§ **任务要求**
把材料里所有含有“surface”这个词的行都列出来，大小写要一致才算。

§ **本题材料**
__________________________________________________

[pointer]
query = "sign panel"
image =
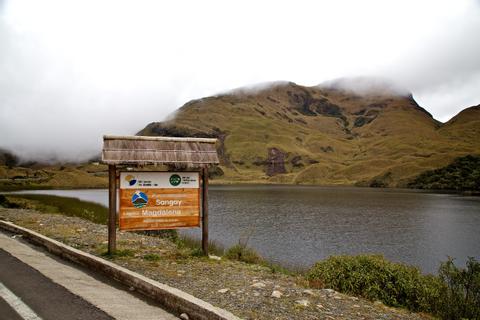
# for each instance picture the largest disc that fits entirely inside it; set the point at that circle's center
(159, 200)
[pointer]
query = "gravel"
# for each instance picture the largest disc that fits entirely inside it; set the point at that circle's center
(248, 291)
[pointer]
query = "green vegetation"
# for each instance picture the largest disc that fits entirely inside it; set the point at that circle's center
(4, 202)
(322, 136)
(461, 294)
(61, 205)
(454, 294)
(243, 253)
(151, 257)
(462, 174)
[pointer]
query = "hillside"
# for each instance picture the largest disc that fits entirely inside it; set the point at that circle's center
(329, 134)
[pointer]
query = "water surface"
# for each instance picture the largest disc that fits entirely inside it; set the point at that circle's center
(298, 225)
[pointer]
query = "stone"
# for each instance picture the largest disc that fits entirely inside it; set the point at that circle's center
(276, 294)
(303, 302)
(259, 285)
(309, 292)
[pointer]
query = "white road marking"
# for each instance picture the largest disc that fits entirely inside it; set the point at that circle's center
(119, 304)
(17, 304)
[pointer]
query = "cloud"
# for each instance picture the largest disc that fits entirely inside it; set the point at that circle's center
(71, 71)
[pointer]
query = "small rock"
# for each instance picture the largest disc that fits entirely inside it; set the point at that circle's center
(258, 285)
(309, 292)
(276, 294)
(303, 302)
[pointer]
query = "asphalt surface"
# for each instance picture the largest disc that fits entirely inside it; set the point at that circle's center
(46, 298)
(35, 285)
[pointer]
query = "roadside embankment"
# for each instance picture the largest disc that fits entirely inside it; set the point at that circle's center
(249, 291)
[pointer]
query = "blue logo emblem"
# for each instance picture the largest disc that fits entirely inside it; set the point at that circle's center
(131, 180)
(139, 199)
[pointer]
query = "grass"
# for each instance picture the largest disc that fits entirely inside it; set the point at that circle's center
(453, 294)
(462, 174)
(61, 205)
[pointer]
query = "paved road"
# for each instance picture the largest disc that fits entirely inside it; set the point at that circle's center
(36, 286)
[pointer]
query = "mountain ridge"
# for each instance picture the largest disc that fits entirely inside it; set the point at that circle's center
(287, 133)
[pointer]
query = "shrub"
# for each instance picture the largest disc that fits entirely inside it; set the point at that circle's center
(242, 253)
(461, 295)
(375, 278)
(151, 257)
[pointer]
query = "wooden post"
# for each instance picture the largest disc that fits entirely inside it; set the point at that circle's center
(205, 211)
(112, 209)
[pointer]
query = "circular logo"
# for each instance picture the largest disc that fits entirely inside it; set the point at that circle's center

__________________________________________________

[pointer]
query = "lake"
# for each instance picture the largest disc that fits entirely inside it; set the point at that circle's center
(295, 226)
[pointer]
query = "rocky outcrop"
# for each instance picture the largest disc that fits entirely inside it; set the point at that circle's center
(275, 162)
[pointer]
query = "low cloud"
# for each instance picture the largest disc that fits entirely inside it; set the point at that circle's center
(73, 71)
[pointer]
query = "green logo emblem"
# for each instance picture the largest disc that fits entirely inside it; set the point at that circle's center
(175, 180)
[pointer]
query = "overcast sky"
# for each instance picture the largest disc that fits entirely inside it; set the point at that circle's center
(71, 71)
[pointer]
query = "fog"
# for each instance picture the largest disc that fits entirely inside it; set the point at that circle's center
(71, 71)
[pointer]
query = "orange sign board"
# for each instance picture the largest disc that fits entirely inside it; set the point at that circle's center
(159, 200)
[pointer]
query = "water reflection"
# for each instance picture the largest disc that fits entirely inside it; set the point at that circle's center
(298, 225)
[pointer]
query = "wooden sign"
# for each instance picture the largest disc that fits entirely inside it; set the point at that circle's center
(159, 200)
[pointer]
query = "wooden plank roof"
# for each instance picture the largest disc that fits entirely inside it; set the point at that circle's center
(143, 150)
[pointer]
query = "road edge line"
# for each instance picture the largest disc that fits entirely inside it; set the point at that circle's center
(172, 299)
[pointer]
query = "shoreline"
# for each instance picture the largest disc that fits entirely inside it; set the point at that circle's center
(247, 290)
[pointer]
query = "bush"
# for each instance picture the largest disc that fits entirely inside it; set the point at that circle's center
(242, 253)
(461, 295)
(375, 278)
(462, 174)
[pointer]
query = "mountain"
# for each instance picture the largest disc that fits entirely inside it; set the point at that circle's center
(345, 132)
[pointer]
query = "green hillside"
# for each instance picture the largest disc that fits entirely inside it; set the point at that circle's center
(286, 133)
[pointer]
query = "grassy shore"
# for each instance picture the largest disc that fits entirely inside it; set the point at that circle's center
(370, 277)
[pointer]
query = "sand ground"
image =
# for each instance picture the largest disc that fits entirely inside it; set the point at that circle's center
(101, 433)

__________________________________________________

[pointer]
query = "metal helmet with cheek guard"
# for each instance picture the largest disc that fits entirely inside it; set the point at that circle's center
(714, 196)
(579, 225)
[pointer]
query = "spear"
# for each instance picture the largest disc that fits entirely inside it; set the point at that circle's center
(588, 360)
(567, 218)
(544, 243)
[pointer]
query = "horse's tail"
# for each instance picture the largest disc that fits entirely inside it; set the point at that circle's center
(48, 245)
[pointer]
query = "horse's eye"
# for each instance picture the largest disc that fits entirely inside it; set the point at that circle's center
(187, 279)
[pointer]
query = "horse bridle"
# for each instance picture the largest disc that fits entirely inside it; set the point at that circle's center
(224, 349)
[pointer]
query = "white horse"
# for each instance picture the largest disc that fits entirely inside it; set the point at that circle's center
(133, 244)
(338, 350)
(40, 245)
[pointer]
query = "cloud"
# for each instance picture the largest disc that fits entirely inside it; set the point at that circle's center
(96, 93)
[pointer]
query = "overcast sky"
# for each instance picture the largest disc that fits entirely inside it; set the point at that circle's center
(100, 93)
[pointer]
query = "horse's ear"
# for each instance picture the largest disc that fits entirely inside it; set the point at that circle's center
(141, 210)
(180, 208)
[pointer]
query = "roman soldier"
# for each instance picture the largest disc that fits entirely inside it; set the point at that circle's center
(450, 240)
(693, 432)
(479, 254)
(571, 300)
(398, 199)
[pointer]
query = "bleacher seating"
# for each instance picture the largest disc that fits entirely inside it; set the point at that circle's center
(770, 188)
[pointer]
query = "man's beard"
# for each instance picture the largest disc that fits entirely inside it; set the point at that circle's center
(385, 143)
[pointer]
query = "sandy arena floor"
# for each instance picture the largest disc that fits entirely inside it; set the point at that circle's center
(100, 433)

__________________________________________________

§ **本题作答**
query = "water surface"
query = "asphalt surface"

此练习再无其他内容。